Extract to read
BEGIN

“But the fruit of the Spirit is love, joy, peace, longsuffering, gentleness, goodness, faith, meekness, temperance: against such there is no law… If we live in the Spirit, let us also walk in the Spirit.”
According to Jesus, the mark of his disciples is not in their spiritual gifts or natural talents. It is the fruit their life bears—period. How does your garden grow?
I think it important to stress here that the planting and cultivation of spiritual fruit is, quite literally, your garden. This fruit is grown by the Spirit with you, in you, and for you.
You cannot truly love your neighbor unless you love yourself. You cannot live at peace with others until you live at peace with yourself. The same is true for each of these fruits.
God wants you to experience love, joy, peace, and all these blessings for yourself first, then to share them. You are to be filled with these things just as you are filled with the Spirit. Are you waiting for the catch—then, here it is. You are not to wait until you have enough before you begin sharing the fruit with your neighbor. The more you give away, the more that grows in you.
I want to share just a word or two about a couple of these spiritual fruits—longsuffering and temperance. You will find different words used in the newer versions of the Bible because these two have fallen out of favor with modern thinking.
Longsuffering, means very much what it sounds like. To be suffering in this sense is to be patient, It is to be willing to let things come right in God’s time without pressing too hard. It means to allow people and things the time and space to grow—the seventy times seven forgivenesses in a single day for those who fail you. Longsuffering affords us and others the opportunity to be ourselves, to be the best we can be today without the guilt or shame that we are not yet perfect.
It is said that because God is longsuffering that he is easy to please, but hard to satisfy.
I have a son who has a talent for drawing. When he was five, he brought home the drawings he did at school, I hung them on the refrigerator with pride—pleased with what he created. When he was in high school, the childhood drawings had lost nothing, but they were less than what he was then capable of. Neither of us was satisfied any longer with the drawings of childhood, we expected the talents of the young man to shine.

END

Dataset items
BEGIN

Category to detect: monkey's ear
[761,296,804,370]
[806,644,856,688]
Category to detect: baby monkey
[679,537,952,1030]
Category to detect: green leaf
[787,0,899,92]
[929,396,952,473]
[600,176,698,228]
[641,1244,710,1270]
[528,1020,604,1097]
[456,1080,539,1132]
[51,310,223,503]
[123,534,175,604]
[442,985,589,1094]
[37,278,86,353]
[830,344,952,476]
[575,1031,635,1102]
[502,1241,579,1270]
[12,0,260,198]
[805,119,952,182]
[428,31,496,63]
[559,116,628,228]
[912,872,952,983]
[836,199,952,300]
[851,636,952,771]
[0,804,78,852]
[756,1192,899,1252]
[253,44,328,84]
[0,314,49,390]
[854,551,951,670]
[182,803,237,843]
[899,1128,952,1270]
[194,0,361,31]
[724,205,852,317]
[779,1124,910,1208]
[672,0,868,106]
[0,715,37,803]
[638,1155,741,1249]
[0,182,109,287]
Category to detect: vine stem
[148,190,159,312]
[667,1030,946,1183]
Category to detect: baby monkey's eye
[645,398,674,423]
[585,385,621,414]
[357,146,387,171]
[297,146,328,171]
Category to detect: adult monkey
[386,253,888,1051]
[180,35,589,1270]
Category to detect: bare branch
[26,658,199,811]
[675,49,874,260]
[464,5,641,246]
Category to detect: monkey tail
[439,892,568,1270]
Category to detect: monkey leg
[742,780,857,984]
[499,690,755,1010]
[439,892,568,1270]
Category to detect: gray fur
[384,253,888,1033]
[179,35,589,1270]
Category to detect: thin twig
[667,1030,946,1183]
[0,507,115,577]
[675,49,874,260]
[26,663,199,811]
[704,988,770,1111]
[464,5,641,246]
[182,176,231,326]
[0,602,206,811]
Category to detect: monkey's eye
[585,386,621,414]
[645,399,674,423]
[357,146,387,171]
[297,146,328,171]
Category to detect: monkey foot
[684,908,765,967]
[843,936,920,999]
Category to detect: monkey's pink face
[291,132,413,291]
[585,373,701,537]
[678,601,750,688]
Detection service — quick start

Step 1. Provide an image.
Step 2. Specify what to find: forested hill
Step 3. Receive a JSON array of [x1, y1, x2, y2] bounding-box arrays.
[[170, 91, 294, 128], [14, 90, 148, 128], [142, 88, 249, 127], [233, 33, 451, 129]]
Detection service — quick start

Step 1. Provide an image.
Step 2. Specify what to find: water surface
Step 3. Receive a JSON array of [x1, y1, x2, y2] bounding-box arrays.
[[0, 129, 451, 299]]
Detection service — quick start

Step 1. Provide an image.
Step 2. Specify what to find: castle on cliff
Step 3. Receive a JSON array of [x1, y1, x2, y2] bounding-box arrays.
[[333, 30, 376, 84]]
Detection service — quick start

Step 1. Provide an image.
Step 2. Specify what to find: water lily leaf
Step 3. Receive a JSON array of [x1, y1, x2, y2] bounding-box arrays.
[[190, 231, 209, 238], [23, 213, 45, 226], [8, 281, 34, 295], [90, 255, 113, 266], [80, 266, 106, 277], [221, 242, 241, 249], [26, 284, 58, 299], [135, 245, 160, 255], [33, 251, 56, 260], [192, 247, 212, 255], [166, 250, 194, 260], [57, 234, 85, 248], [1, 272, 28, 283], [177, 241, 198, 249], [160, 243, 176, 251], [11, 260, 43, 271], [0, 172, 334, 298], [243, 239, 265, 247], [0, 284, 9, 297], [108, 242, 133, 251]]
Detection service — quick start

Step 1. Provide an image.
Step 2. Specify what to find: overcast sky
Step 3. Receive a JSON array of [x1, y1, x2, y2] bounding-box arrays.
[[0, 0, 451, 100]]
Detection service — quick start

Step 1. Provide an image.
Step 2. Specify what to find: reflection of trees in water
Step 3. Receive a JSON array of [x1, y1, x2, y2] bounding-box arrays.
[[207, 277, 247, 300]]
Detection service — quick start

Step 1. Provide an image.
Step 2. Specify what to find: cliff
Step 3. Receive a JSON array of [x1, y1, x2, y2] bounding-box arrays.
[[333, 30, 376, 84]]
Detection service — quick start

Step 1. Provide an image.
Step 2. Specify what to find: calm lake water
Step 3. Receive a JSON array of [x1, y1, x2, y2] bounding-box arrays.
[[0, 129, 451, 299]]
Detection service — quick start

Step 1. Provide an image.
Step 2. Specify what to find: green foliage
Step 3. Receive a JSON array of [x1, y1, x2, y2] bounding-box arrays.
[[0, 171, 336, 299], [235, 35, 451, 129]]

END

Task item
Pick up the reflection on the fruit of the Spirit after its last sentence and carry it further.

Answer to the exercise
I didn’t know the extent of his talent when he was five. But, God did. We don’t know what we are capable of achieving spiritually, but God does. The scripture says God calls the things that are not as if they were. That is, he sees our less than perfect efforts, sees what we are capable of, and what we will become. He waits for that finished product patiently, suffering our setbacks and failure with an eye to the prize that is our life.
We associate the second word, temperance, with the teetotalism of various temperance movements. Temperance has nothing to do with abstinence from alcohol or anything else. It means to have self-control, to be moderate.
C.S. Lewis points out the regularity with which error seems to come in pairs. Aristotle in his Ethics does the same. It is at the extremes of behavior that error lies.
Nowhere does scripture condemn the use of alcohol. It condemns drunkenness—the extreme intake of alcohol. Neither does scripture attach virtue to abstinence from alcohol. On the contrary, Paul, pointed out to Timothy the benefits of a little wine. Science as subsequently confirmed the health benefits of moderate red wine use.
Extremism on either end postulated as the sole ground for faith and practice ignores the virtue of temperance. If one cannot practice temperance, it is well to abstain. However, it is wrong for that same person to condemn all who are moderate. Temperance is best served by avoiding extremes in judgment and behavior on the way to working out one’s own salvation.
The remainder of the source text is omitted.